**EXERCISE**
Transcribe exactly the lines that fall between the one holding "Where can the yellow jersey" and the one holding "Where can the player's sock", inclusive, from the entries below.

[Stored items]

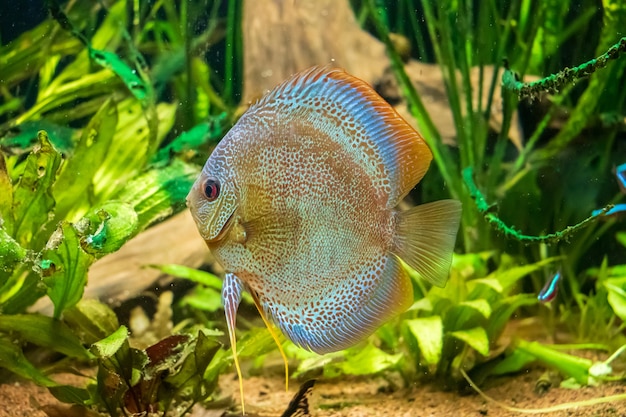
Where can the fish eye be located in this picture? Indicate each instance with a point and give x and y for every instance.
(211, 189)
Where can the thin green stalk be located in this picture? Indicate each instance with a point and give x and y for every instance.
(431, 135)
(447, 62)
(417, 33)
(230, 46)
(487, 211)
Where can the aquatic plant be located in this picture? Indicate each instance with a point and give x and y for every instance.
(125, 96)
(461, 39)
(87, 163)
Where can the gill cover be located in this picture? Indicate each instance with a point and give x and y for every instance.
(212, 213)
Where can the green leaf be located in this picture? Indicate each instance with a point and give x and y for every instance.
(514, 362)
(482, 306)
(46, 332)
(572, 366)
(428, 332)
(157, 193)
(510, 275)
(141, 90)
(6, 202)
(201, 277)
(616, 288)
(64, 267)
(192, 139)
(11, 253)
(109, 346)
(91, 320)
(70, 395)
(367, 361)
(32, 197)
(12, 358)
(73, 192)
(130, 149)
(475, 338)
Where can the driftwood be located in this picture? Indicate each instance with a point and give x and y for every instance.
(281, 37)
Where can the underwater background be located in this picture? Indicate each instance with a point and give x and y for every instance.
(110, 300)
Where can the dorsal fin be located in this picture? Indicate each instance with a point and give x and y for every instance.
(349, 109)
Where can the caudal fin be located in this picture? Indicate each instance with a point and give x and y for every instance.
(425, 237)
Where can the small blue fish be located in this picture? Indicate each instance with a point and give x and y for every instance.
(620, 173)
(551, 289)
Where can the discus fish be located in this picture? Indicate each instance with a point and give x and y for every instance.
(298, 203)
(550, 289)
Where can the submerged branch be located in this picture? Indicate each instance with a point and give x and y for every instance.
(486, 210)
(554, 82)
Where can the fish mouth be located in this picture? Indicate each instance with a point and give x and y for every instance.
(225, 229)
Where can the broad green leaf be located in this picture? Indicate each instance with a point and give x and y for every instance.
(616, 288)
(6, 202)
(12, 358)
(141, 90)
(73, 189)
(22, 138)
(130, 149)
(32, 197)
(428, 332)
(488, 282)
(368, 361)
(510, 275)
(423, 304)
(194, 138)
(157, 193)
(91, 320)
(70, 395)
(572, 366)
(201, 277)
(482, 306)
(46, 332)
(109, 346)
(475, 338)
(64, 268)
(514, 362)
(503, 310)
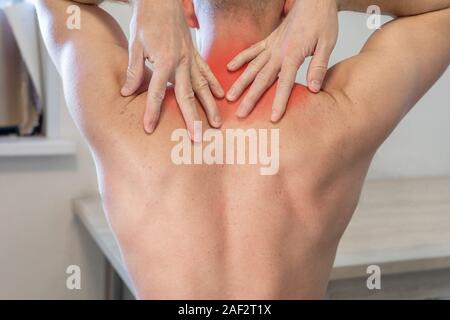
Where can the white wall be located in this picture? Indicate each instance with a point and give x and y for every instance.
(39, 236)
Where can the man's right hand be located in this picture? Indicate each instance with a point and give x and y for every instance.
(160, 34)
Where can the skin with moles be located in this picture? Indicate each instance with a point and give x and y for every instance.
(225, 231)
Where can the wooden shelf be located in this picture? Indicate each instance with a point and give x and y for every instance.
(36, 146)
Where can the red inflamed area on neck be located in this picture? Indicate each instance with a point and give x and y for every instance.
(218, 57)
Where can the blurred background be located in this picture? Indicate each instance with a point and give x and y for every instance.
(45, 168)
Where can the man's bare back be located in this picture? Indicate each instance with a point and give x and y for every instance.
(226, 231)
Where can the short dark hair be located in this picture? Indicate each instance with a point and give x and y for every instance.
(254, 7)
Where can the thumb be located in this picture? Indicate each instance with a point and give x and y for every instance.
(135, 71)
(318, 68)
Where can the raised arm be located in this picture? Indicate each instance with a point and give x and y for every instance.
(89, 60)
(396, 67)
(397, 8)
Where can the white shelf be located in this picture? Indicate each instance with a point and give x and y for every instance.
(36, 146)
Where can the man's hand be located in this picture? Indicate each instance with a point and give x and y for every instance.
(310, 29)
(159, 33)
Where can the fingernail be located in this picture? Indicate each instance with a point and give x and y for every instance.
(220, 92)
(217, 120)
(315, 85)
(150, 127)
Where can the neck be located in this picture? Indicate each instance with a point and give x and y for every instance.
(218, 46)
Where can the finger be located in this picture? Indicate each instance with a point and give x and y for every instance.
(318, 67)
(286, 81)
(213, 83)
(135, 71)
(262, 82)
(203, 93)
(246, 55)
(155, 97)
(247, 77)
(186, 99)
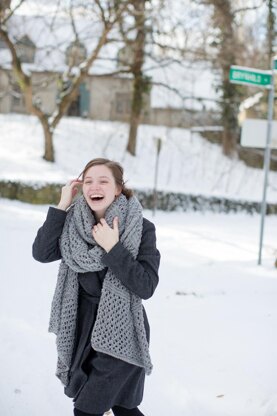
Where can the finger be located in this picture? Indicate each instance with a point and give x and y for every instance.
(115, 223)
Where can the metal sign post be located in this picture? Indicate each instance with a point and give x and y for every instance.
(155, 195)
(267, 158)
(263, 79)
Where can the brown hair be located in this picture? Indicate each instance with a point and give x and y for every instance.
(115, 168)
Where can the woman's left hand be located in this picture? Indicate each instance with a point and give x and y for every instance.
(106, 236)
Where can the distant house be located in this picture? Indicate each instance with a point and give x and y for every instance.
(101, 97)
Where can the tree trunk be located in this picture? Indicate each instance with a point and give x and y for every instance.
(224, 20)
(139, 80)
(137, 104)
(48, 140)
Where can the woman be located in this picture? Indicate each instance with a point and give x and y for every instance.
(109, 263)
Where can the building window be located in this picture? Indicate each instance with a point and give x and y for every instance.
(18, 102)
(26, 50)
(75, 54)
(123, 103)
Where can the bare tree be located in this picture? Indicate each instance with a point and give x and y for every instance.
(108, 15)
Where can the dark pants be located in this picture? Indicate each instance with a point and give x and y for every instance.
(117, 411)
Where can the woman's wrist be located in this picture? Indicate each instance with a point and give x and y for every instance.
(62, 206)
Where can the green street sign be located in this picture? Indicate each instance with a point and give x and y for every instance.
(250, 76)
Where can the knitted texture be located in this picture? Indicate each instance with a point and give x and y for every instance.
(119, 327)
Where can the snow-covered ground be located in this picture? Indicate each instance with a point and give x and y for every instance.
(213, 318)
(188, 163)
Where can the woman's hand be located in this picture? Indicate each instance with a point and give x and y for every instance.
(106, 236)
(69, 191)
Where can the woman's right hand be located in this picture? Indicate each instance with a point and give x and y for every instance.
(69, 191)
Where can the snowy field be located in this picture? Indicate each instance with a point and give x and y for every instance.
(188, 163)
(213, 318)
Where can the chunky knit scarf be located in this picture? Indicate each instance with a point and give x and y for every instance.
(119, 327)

...

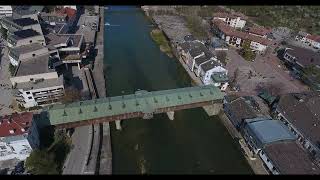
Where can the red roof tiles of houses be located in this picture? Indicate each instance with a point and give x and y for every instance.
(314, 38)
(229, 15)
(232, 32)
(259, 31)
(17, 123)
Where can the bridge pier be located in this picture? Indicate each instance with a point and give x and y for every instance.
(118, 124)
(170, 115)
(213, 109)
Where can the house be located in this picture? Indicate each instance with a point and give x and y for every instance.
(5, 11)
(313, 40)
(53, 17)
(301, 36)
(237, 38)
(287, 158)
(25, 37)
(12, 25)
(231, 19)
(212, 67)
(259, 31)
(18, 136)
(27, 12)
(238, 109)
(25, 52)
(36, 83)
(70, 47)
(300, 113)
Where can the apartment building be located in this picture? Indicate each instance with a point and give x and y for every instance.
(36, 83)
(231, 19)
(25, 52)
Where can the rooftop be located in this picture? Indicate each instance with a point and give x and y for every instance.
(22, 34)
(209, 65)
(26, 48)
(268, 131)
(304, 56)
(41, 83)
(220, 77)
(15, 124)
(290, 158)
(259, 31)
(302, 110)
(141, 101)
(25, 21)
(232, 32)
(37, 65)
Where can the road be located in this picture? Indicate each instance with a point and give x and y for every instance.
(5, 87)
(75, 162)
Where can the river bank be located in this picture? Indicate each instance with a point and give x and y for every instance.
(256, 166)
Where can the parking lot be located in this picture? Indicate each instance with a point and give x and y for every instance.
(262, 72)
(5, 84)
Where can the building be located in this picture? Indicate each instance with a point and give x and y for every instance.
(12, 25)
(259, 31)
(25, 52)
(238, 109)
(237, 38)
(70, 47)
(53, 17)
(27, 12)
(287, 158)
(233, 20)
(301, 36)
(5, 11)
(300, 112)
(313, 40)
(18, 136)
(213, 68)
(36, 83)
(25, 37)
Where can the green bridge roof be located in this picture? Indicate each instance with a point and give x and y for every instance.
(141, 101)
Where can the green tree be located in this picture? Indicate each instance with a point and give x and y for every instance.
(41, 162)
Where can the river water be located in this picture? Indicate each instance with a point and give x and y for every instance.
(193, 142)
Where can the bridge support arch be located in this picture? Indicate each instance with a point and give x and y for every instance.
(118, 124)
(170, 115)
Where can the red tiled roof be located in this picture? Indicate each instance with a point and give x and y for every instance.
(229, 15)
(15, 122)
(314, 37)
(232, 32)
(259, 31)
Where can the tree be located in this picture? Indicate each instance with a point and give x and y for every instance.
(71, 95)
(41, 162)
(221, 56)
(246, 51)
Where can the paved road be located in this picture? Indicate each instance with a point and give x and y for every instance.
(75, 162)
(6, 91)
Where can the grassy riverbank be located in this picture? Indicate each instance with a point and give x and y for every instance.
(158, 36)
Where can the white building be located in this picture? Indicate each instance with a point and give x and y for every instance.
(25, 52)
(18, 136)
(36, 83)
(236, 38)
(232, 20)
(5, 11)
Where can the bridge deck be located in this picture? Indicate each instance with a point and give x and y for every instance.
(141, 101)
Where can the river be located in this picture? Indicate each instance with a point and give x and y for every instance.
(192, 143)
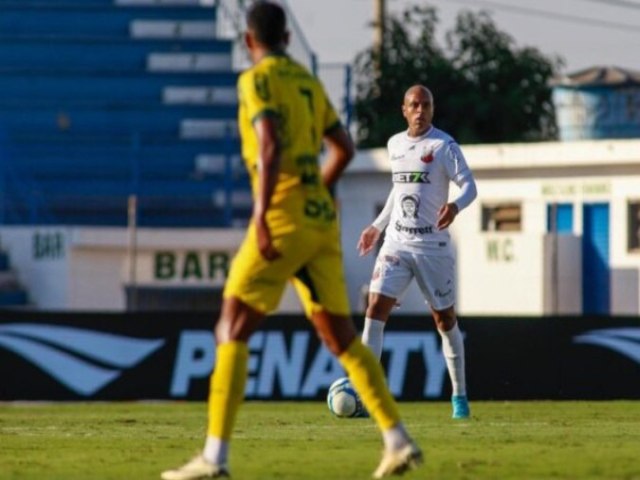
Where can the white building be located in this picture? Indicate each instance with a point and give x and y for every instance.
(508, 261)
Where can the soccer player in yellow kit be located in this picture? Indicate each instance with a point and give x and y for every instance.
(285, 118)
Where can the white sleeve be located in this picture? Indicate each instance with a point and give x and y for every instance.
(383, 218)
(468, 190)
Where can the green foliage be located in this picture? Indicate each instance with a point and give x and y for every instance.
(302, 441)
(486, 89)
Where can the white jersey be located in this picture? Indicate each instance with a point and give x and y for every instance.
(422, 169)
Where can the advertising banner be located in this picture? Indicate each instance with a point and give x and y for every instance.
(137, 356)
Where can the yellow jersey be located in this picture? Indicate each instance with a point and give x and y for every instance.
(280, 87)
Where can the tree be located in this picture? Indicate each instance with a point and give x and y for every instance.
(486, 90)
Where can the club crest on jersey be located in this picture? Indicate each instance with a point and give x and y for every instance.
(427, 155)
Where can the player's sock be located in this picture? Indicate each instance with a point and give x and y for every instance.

--

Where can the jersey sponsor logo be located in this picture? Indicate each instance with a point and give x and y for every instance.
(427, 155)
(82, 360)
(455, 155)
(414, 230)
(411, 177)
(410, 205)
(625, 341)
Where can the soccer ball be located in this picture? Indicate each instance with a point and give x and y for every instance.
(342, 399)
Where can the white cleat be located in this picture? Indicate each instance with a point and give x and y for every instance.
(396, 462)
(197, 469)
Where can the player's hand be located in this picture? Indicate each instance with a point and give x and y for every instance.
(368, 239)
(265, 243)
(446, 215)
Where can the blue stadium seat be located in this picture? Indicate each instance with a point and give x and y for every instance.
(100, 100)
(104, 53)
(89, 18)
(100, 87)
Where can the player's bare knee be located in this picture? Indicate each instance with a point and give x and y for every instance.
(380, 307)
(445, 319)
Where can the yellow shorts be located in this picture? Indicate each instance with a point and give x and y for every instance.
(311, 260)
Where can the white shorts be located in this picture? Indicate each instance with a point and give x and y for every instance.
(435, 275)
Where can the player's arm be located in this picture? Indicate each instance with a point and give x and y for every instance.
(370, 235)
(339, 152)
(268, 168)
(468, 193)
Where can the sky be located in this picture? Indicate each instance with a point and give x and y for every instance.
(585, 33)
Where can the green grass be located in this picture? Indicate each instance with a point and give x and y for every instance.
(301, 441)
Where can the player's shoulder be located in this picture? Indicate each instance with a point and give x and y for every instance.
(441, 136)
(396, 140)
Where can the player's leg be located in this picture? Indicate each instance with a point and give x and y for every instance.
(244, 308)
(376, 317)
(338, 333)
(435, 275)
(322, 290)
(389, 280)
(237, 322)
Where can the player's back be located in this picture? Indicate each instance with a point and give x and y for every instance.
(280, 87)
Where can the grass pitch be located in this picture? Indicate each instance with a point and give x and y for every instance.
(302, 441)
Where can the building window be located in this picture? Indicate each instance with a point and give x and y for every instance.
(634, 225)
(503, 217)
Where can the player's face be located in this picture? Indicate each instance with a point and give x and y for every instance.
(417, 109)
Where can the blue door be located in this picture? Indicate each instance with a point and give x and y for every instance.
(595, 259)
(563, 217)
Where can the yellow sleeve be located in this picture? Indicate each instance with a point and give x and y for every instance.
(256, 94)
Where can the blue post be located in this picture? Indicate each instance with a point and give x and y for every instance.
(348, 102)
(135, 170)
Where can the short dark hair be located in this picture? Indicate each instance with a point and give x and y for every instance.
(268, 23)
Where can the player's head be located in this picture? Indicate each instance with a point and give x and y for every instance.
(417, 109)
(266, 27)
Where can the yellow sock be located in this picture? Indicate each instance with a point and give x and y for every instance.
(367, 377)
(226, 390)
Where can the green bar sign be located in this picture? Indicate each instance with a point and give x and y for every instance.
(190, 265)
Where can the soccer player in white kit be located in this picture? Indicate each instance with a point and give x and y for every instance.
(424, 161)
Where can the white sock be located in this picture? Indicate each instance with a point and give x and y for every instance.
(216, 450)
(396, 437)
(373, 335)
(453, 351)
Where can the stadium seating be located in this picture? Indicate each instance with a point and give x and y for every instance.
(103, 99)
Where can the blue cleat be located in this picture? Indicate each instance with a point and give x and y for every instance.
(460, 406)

**ANSWER FOR THE TASK**
Where can the yellow jersey be located in this picture? Indicate each instance with a point and give x and y for every instance.
(280, 87)
Where can the tree be located in this picture? Indicate each instance with a point and give x and y for every instance.
(486, 90)
Where can the club crest on jersey be located in this picture? Indicate each instance with a point and give x and y for every instance.
(427, 155)
Where can the player's sock be located in this picture? Indicate each instance with a point and give x and y for every instance.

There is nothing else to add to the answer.